• _Exercise aim_
Reproduce verbatim the stretch of the records from the line containing "Where can you spot the fingers" through the line containing "column 845, row 729", both ends included.

※

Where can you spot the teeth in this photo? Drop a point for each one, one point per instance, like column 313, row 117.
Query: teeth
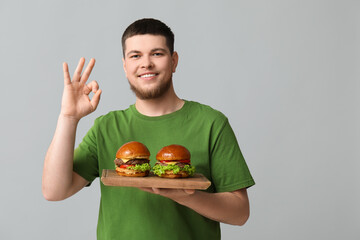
column 148, row 75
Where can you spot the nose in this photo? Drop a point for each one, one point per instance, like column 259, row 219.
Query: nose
column 147, row 62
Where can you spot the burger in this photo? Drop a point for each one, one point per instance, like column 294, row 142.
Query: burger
column 132, row 160
column 173, row 161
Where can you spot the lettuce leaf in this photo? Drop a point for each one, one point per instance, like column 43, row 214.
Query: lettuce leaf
column 160, row 170
column 141, row 167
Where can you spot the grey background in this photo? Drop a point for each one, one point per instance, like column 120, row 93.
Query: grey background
column 286, row 73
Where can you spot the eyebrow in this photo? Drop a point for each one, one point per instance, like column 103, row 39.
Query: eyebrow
column 152, row 50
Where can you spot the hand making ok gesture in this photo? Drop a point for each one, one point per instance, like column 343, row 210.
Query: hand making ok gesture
column 76, row 102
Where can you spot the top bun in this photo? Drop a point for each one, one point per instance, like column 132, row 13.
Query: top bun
column 173, row 152
column 133, row 150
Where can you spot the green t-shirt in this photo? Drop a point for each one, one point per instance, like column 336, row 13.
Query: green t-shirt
column 129, row 213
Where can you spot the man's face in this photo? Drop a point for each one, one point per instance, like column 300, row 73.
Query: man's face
column 149, row 65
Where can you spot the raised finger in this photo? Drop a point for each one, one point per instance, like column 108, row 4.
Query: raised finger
column 96, row 99
column 93, row 86
column 78, row 70
column 87, row 72
column 67, row 79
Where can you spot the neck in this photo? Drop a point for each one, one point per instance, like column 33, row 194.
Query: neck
column 168, row 103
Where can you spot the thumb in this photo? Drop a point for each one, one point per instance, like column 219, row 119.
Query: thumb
column 96, row 99
column 189, row 191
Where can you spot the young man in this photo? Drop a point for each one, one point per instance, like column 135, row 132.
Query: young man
column 158, row 118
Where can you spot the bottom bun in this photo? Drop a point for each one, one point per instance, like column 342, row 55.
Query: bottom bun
column 170, row 174
column 130, row 173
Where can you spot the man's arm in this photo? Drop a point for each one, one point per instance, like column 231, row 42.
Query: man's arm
column 59, row 181
column 227, row 207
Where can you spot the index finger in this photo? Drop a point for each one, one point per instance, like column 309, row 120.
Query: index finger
column 87, row 71
column 67, row 79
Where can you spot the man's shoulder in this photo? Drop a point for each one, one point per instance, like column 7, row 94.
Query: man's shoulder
column 206, row 110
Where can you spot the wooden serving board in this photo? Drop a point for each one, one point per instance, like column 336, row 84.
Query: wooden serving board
column 198, row 181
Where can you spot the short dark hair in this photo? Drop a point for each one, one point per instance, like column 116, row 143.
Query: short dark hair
column 149, row 26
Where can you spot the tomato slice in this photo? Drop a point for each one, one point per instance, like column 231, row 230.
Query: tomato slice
column 182, row 161
column 126, row 165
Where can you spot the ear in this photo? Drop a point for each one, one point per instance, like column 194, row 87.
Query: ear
column 175, row 60
column 124, row 66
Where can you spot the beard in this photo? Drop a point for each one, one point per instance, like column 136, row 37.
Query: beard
column 151, row 93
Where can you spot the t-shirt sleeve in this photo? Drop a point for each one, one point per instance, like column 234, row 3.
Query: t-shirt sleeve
column 86, row 157
column 229, row 170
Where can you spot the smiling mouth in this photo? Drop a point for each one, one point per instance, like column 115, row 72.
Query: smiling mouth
column 148, row 75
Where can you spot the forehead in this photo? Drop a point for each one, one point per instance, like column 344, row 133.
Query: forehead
column 145, row 42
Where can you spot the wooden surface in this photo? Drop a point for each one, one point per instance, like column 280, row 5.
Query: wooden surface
column 198, row 181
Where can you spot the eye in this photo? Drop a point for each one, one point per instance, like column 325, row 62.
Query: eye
column 158, row 54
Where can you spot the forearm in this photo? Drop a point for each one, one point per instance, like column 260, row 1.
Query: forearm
column 226, row 207
column 58, row 164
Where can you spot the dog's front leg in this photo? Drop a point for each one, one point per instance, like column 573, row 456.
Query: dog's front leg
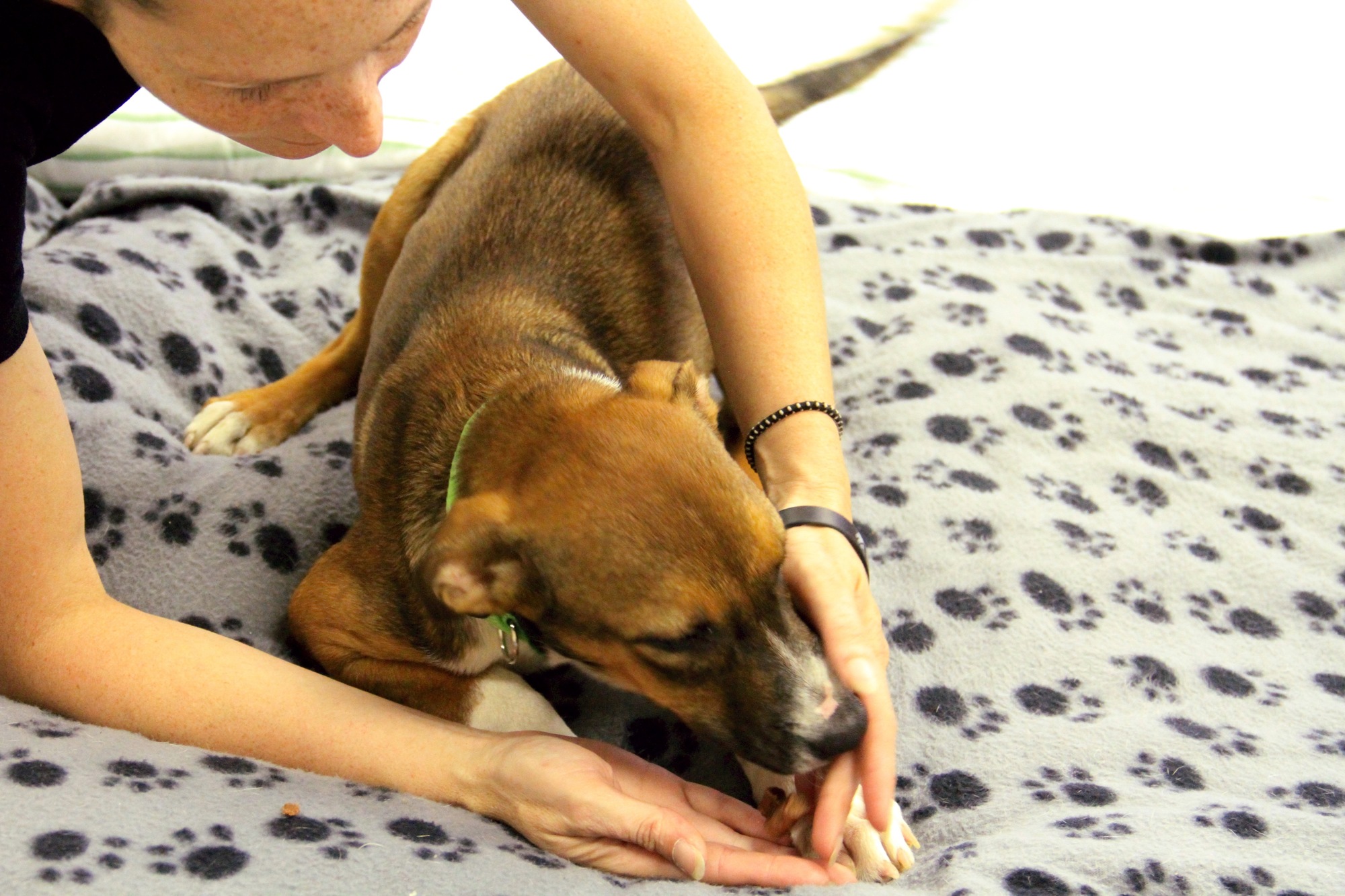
column 508, row 702
column 874, row 856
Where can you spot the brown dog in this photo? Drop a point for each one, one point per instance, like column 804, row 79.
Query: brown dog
column 525, row 278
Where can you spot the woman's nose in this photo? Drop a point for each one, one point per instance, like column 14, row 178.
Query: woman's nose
column 349, row 111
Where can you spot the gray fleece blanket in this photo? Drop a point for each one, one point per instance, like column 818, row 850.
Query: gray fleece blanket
column 1100, row 467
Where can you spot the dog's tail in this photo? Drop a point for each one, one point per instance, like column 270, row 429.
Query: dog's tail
column 792, row 96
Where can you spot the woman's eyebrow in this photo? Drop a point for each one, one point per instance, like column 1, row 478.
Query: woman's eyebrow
column 276, row 83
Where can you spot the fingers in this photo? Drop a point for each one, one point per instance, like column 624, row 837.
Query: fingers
column 732, row 813
column 654, row 829
column 878, row 760
column 735, row 866
column 835, row 799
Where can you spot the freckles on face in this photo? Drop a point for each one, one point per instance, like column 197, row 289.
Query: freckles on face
column 284, row 77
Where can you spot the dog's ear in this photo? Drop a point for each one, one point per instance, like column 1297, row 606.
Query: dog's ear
column 474, row 564
column 673, row 381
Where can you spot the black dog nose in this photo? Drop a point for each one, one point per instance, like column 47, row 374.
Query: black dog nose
column 845, row 729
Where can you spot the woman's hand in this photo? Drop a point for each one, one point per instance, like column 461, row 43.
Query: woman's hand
column 602, row 806
column 831, row 585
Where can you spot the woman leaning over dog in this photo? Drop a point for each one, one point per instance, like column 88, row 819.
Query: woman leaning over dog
column 290, row 79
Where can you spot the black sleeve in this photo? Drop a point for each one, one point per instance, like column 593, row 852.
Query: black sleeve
column 14, row 314
column 59, row 79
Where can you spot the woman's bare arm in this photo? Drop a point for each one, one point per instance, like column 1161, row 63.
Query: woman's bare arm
column 743, row 220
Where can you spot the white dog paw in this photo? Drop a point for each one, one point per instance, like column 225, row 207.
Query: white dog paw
column 220, row 430
column 878, row 856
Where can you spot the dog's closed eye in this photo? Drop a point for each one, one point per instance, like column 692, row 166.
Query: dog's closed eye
column 700, row 638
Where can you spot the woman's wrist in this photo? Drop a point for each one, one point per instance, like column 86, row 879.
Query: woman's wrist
column 801, row 462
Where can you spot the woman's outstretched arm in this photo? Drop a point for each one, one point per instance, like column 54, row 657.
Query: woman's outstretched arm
column 747, row 233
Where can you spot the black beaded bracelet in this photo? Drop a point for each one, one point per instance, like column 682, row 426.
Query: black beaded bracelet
column 750, row 443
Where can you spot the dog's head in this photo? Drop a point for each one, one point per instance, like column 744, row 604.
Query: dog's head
column 626, row 534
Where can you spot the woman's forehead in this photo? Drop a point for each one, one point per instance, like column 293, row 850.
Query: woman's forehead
column 244, row 42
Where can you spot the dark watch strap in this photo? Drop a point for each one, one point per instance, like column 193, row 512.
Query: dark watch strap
column 810, row 516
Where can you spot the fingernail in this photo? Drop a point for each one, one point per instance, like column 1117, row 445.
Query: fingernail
column 689, row 858
column 861, row 674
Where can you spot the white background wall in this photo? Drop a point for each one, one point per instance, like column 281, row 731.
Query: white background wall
column 1222, row 116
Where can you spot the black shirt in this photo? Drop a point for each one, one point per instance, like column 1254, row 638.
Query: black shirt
column 59, row 79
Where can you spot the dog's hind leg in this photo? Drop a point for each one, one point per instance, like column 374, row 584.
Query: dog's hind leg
column 248, row 421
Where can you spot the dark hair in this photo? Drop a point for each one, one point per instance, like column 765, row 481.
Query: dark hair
column 96, row 11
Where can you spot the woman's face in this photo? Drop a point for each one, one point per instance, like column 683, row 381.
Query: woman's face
column 284, row 77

※

• _Result for this task_
Where can you spot the fingers in this photo? Drop a point for each one, one point per instance, like column 624, row 837.
Query: fingers
column 732, row 813
column 654, row 829
column 878, row 760
column 735, row 866
column 835, row 799
Where can you spot the freckles on face in this photo? Drop a point for each one, one point per instance, like column 197, row 289.
Query: freckles on face
column 284, row 77
Where can you spot the dog's ear in this photo? Drop a point for each one, one point per instance, like column 1297, row 606.
Query: dog's ear
column 474, row 564
column 673, row 381
Where can you spot the black dog nose in this photo? Drop a point for each one, one point per instance, like column 47, row 374.
Query: black dog nose
column 845, row 729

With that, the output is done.